• THE PROBLEM:
Convert the data below into a numbered list, omitting any blank lines.
------------------------------------------------
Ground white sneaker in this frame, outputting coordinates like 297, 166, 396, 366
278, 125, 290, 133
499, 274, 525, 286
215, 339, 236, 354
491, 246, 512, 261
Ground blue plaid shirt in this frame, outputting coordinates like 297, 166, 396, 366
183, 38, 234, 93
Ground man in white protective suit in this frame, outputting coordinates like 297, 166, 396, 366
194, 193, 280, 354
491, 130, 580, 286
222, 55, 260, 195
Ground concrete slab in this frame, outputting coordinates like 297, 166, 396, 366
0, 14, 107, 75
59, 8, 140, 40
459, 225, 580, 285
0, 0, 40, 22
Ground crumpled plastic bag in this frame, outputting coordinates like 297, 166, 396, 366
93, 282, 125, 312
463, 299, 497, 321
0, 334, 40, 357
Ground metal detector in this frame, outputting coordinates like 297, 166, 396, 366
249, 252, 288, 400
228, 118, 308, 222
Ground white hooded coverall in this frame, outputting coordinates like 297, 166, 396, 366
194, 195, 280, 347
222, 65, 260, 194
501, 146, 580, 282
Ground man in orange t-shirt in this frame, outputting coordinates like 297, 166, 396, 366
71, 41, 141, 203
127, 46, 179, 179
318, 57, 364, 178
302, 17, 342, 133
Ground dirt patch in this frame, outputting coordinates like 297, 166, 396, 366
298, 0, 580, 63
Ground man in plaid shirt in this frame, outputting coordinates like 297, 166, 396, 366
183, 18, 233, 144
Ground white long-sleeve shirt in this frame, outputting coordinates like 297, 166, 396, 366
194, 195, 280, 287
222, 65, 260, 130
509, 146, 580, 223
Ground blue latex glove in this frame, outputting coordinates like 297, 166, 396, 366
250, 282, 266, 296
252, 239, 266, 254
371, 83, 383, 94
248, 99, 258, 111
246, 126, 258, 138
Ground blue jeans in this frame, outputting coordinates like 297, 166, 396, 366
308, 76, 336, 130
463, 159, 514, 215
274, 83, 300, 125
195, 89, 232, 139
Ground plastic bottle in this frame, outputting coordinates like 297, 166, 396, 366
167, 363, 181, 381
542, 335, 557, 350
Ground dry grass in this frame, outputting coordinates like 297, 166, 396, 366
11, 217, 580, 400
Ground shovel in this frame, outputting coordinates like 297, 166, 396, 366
------------------------------------------------
• CORRECT OUTPUT:
1. Ground white sneaker in this frame, outputting coordinates like 297, 166, 396, 366
2. 278, 125, 290, 133
3. 499, 274, 525, 286
4. 215, 339, 236, 354
5. 491, 246, 512, 261
6. Ground blue plaid shirt in this frame, outputting coordinates like 297, 166, 396, 366
7. 183, 38, 234, 93
8. Ground man in white protective suit in this frame, outputting coordinates like 297, 166, 396, 366
9. 194, 193, 280, 354
10. 491, 130, 580, 286
11. 222, 55, 260, 195
12. Ground concrete slab in this frame, outputting coordinates like 297, 166, 396, 366
13. 0, 14, 107, 75
14. 59, 8, 140, 40
15. 459, 225, 580, 285
16. 0, 0, 40, 22
17. Ground crumpled plastic bag in this frame, outputting coordinates like 297, 166, 396, 366
18. 93, 282, 125, 312
19. 463, 299, 497, 321
20. 0, 334, 40, 357
21. Ground metal detector in this frame, outputting coordinates like 297, 166, 396, 366
22. 249, 252, 288, 400
23. 228, 118, 308, 222
24. Ground white hooded coverall in this frame, outputting coordinates like 297, 166, 396, 366
25. 194, 195, 280, 347
26. 222, 65, 260, 194
27. 501, 146, 580, 282
28. Ground man in orange t-shirt in this frame, outputting coordinates like 297, 166, 396, 366
29. 71, 41, 141, 203
30. 127, 46, 179, 179
31. 318, 57, 364, 178
32. 302, 17, 342, 133
33. Ground dirt patch in this frame, outputting coordinates like 297, 166, 396, 366
34. 298, 0, 580, 63
35. Ground man in plaid shirt in this frame, outputting coordinates like 297, 166, 396, 366
36. 183, 18, 233, 144
37. Ground white long-sleeve shirt in this frame, outputting coordinates like 297, 166, 396, 366
38. 194, 195, 280, 287
39. 222, 65, 260, 130
40. 509, 146, 580, 223
41. Ground blue latex glove in this frame, outputting coordinates like 297, 166, 396, 366
42. 250, 282, 266, 296
43. 252, 239, 266, 254
44. 371, 83, 383, 94
45. 248, 99, 258, 111
46. 246, 126, 258, 138
47. Ground blue jeans in this frame, outputting coordinates like 297, 166, 396, 366
48. 308, 76, 336, 130
49. 463, 159, 514, 215
50. 274, 83, 300, 125
51. 195, 89, 232, 139
52. Ground plastic bottle in this frame, outputting coordinates like 297, 166, 396, 366
53. 167, 363, 181, 381
54. 542, 335, 557, 350
55. Ground dry grass in this frame, outputting coordinates like 297, 166, 396, 366
56. 11, 217, 580, 400
57. Ground shovel in this frame, outputting coordinates like 297, 166, 396, 366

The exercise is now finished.